• _Exercise 1_: Report every line of the records that contains the string "blade". Case counts.

• _Excerpt to read_:

+ + +

Here is the code for the ConvertInfixToPostfix expression that performs exact that transformation from an infix to a postfix expression.

public List<AbstractSyntaxTreeNode> ConvertInfixToPostfix(List<AbstractSyntaxTreeNode> postfixList)
{
    List<AbstractSyntaxTreeNode> returnList = new List<AbstractSyntaxTreeNode>();
    Stack<AbstractSyntaxTreeNode> operatorStack = new Stack<AbstractSyntaxTreeNode>();
    var position = 0;
    for (int i = position; i < postfixList.Count; i++)            
    {
        var item = postfixList[i];
        if (item is IntegerNode || item is DoubleNode || item is VariableNode ||
            item is BooleanNode || item is StringNode)
        {
            returnList.Add(item);
        }
        else if (item is OpenBracketNode)
        {
            i = ConvertInfixToPostfixBracket(i, postfixList, returnList);
        }
        else if (item is OrNode || item is AndNode)
        {
            while (operatorStack.Count > 0)
            {
                var abstractSyntaxTreeNode = operatorStack.Pop();
                returnList.Add(abstractSyntaxTreeNode);
            }
            operatorStack.Push(item);
        }
        else if (item is GreaterThenNode || item is GreaterThenOrEqualNode ||
            item is SmallerThenNode || item is SmallerThenOrEqualNode ||
            item is EqualNode || item is UnEqualNode)

+ + +

• _Listed entries_:
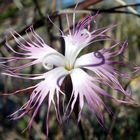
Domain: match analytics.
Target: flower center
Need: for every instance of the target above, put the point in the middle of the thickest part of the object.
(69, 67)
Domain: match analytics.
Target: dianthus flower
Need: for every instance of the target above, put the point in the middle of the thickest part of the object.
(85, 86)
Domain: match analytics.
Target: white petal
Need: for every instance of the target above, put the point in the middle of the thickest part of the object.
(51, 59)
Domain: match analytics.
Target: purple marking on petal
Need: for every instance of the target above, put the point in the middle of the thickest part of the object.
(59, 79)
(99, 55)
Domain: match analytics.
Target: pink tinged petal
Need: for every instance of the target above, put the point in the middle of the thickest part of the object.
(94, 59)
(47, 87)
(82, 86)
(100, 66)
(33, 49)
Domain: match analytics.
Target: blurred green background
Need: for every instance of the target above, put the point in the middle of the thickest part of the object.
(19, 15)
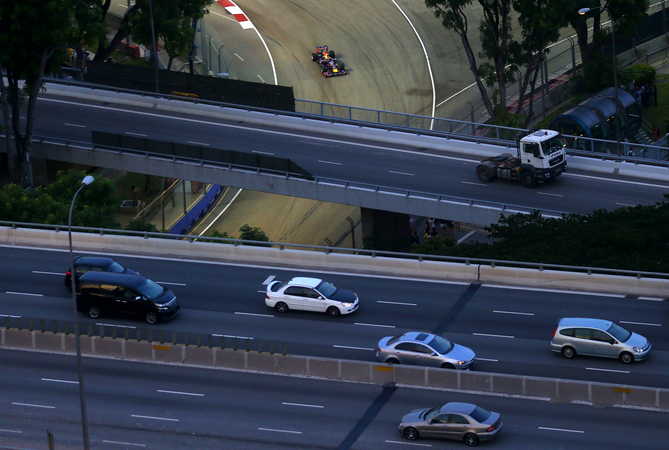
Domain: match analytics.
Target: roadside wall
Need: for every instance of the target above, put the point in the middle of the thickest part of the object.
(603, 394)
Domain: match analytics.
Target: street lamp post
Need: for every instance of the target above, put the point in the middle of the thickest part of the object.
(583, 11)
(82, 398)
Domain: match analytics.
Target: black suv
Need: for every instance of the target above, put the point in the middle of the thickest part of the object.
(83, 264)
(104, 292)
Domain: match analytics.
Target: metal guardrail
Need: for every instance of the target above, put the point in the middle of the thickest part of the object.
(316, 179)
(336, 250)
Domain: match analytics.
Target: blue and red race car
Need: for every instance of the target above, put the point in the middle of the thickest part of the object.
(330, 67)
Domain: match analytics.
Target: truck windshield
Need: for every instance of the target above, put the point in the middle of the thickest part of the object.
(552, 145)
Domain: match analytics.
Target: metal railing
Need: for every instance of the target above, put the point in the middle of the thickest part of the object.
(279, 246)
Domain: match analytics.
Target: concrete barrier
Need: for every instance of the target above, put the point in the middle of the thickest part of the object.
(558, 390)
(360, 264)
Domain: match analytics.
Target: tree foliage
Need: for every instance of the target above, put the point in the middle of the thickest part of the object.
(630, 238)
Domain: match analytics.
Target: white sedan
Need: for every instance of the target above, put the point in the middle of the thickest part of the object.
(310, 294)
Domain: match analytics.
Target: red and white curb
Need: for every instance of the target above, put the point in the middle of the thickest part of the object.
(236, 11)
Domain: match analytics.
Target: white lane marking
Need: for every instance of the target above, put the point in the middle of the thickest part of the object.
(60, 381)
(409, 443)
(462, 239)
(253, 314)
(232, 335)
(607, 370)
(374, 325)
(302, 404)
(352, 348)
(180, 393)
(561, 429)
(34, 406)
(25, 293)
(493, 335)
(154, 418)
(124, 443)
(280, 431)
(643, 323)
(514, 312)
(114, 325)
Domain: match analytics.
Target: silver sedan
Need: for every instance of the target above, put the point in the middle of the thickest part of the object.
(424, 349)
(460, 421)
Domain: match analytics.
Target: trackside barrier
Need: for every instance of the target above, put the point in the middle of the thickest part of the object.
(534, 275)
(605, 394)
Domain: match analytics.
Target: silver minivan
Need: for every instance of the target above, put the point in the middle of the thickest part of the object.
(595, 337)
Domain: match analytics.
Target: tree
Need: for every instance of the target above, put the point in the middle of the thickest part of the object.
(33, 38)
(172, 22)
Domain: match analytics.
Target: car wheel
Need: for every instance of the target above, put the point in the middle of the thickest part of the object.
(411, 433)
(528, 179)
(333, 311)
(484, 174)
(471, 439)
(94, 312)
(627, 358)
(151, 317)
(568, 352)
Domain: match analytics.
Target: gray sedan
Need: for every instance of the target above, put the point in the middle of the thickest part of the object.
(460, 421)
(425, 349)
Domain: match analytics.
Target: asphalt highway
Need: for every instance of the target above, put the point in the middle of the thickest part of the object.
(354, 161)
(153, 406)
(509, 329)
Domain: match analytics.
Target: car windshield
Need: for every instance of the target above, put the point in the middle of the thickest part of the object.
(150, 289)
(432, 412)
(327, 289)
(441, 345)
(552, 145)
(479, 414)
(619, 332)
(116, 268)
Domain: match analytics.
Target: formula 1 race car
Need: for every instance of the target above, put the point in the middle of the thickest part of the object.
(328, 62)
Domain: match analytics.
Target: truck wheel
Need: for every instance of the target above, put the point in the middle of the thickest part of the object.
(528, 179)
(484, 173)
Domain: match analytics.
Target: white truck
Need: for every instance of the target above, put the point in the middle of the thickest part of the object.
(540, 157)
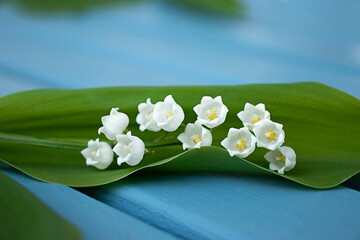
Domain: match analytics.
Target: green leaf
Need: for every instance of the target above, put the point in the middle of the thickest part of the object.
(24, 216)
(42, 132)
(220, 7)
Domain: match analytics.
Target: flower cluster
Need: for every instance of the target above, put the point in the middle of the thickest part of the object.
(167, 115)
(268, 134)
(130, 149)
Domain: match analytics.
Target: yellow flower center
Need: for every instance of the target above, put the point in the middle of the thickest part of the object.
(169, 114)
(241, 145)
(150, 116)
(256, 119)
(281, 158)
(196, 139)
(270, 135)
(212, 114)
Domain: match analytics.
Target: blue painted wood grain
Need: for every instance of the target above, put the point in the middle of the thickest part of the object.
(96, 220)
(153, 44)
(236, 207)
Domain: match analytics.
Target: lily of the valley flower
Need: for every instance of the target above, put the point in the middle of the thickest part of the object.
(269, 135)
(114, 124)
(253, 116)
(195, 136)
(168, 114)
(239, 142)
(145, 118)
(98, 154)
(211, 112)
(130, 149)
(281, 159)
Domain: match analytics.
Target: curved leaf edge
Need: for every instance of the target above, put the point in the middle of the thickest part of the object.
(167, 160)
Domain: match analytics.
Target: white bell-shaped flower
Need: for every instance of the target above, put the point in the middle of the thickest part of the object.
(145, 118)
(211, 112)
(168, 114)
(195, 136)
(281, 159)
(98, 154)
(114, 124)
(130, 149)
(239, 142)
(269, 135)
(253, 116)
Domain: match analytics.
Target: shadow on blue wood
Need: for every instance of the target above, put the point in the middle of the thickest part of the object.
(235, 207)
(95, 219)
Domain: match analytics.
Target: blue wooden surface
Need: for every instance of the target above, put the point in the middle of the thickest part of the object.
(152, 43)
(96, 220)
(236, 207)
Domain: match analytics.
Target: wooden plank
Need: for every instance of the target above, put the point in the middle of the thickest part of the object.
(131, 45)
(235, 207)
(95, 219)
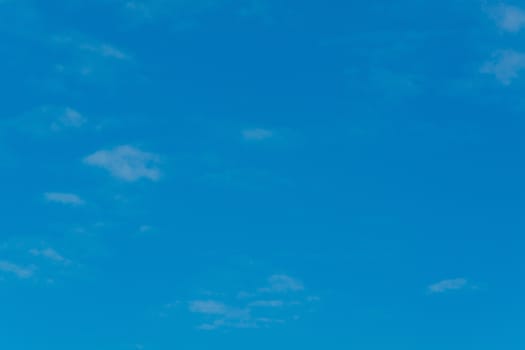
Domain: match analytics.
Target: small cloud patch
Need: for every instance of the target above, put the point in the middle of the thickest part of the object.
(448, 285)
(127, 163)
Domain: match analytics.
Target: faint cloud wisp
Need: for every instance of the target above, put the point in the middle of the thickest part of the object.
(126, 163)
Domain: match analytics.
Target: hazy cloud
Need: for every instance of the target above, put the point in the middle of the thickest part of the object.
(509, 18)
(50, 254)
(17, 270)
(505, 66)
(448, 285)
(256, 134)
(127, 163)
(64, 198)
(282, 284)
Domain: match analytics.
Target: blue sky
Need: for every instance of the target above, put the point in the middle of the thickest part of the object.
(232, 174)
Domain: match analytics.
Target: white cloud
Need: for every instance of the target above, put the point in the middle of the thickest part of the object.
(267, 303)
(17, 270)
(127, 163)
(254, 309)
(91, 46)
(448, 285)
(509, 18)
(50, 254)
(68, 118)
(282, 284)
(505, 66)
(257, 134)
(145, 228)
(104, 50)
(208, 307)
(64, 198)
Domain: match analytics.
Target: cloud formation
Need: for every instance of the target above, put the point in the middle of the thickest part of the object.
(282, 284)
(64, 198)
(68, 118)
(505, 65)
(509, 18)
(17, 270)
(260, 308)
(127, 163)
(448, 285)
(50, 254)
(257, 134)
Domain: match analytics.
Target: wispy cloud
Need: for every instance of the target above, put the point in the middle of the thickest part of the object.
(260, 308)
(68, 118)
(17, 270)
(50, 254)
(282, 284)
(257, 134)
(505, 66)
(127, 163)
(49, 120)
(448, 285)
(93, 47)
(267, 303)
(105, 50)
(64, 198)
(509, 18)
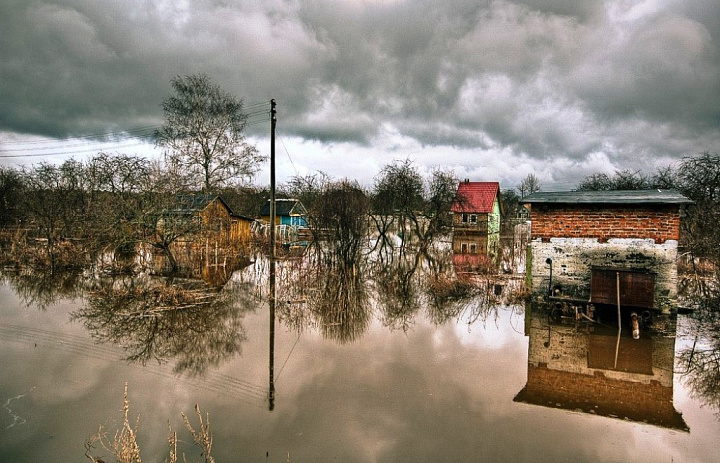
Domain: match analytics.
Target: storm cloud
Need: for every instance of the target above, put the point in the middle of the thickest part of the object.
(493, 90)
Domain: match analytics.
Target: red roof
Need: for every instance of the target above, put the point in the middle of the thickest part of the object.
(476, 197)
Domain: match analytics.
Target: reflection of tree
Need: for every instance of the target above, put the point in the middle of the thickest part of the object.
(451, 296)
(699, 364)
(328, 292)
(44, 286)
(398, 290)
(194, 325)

+ + +

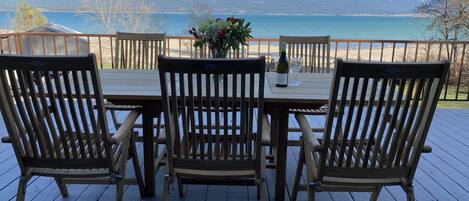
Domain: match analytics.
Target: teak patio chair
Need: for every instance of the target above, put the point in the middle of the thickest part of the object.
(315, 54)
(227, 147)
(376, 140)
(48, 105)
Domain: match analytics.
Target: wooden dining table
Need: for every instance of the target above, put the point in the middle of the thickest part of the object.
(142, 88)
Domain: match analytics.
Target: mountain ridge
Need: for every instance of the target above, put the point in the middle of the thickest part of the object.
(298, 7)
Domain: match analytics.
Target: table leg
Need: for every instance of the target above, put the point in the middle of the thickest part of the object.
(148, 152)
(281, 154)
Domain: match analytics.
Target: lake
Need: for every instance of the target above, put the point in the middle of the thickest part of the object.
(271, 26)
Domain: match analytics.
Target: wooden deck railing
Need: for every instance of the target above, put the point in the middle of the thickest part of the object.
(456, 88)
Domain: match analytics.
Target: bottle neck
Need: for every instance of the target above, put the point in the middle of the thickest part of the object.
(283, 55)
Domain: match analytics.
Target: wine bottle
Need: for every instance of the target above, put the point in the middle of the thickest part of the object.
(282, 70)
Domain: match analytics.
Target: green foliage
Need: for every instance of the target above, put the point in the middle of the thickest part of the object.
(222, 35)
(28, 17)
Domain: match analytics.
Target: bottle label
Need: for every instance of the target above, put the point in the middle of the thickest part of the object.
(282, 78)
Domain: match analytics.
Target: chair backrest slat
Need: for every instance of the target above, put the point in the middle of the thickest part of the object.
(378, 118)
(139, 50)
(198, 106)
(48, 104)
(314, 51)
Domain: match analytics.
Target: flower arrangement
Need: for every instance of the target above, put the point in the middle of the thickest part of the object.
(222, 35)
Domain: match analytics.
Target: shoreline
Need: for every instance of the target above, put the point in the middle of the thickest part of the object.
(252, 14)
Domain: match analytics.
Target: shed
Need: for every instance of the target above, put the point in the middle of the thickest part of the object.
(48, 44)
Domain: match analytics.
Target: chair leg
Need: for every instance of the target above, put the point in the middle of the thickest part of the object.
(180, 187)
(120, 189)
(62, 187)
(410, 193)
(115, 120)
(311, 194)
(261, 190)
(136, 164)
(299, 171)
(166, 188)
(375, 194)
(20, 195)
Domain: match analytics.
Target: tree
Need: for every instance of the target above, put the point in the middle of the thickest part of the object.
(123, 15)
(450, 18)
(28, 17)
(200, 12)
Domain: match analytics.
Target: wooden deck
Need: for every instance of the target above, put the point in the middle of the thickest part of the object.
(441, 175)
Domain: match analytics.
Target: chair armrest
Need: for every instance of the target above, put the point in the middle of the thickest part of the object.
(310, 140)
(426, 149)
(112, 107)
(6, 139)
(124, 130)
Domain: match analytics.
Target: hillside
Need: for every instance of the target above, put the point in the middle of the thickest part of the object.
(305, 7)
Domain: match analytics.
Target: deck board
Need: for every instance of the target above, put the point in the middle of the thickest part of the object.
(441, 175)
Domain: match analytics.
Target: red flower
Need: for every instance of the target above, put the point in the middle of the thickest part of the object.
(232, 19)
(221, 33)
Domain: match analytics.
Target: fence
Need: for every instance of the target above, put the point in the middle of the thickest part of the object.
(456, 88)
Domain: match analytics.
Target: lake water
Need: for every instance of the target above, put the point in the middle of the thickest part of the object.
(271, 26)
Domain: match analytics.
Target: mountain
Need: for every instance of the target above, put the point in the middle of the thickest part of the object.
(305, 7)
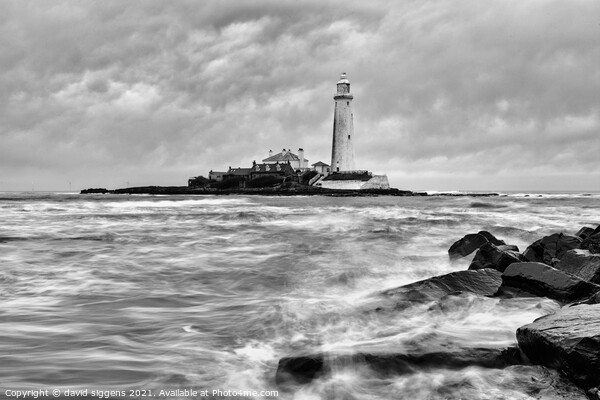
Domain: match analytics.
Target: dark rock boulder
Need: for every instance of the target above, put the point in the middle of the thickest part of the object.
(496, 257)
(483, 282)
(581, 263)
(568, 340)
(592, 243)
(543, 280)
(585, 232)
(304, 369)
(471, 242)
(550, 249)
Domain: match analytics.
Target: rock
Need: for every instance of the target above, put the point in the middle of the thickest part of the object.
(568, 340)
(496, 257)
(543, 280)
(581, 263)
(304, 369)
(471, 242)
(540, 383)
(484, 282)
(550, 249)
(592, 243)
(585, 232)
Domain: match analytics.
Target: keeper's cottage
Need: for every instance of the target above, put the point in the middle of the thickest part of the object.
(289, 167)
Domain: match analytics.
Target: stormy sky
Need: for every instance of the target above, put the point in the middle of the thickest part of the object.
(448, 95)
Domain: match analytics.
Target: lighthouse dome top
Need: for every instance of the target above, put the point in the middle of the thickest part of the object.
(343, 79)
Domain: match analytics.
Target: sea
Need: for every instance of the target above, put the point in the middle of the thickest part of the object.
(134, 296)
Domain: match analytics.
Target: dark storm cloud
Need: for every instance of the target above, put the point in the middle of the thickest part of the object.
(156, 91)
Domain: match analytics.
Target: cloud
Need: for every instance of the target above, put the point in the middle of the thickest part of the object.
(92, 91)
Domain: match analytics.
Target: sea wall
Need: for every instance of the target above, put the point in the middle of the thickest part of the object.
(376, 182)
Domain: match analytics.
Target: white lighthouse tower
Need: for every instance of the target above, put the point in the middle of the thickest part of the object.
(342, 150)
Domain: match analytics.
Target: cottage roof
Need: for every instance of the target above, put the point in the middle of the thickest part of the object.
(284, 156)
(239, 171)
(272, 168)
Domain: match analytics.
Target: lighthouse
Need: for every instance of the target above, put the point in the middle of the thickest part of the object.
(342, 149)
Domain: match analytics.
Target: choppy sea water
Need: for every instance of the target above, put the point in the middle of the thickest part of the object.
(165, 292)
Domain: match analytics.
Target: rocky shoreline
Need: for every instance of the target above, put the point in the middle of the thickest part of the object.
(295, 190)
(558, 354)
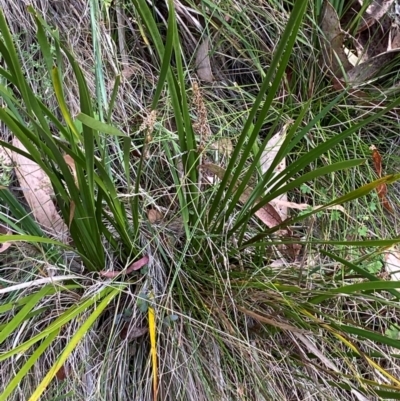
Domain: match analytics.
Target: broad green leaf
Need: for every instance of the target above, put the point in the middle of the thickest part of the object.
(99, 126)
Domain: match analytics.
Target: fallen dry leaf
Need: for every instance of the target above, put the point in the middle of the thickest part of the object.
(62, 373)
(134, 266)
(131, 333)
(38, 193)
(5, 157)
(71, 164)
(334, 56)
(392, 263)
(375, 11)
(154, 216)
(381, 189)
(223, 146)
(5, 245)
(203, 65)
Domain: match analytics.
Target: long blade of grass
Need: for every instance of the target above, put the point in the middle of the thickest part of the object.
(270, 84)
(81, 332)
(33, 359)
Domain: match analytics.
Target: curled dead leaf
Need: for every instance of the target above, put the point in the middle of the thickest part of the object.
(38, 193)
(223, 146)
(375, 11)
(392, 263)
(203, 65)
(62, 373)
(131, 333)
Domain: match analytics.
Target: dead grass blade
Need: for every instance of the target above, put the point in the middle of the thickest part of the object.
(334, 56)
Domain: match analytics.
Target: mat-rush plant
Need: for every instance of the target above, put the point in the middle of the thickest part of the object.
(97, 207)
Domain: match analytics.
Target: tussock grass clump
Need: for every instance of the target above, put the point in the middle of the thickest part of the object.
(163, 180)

+ + +

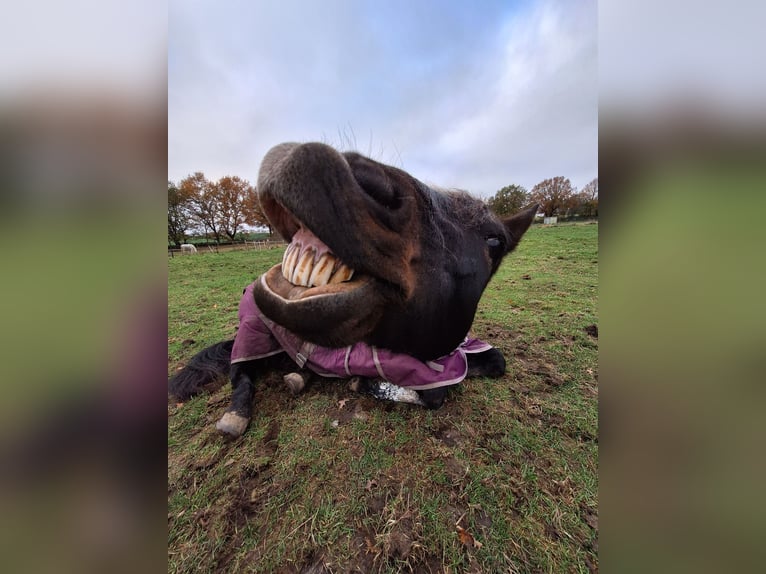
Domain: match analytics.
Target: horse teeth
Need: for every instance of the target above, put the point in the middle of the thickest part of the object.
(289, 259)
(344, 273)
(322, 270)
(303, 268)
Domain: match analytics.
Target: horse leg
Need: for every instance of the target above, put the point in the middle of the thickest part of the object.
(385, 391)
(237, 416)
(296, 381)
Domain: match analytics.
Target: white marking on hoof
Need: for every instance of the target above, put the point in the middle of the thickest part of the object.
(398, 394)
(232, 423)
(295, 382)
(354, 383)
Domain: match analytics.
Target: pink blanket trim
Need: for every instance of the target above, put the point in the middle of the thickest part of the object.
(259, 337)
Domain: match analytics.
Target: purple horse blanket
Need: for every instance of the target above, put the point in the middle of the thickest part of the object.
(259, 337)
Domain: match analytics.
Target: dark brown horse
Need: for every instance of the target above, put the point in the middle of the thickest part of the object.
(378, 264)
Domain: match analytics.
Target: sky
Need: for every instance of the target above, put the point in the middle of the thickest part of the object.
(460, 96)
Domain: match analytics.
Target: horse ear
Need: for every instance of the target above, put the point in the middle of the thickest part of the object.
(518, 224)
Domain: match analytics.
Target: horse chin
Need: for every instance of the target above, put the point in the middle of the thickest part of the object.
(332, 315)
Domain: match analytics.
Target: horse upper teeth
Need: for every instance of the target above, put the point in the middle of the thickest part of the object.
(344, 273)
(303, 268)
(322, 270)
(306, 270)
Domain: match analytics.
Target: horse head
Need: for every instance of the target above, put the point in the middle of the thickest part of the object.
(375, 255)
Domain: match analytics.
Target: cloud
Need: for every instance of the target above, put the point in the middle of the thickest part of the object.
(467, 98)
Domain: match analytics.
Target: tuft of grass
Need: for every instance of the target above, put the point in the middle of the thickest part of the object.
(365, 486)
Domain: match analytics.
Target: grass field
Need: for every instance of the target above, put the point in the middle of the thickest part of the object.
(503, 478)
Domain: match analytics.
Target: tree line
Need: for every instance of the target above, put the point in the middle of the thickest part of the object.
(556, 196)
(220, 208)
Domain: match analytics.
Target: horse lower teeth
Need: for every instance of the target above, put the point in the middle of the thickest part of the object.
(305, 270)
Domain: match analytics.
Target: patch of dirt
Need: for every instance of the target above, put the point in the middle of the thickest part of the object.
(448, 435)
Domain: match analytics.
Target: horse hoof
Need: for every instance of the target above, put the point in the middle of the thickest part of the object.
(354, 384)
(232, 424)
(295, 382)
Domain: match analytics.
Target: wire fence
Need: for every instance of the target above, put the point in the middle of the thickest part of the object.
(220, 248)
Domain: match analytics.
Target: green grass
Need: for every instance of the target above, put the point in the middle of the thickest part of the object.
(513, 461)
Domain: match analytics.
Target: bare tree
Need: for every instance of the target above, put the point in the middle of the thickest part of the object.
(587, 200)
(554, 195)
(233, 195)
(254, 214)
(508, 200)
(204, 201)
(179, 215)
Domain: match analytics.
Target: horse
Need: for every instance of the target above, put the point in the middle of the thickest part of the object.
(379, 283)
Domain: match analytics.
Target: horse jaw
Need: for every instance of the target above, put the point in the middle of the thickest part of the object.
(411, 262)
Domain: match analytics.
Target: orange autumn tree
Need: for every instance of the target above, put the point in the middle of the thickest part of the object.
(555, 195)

+ + +

• _Exercise 2_:
Answer these questions about the code excerpt:
(a) What is the name of the stack declared near the start of the method?
(b) Which method is called when the item is an OpenBracketNode?
(c) When the item is an OrNode or an AndNode, what happens to the operator stack before that item is pushed onto it?

• _Answer 1_:
Target: long blade of grass
Target: dead grass blade

• _Answer 2_:
(a) operatorStack
(b) ConvertInfixToPostfixBracket
(c) Every node on the stack is popped and added to returnList until the stack is empty.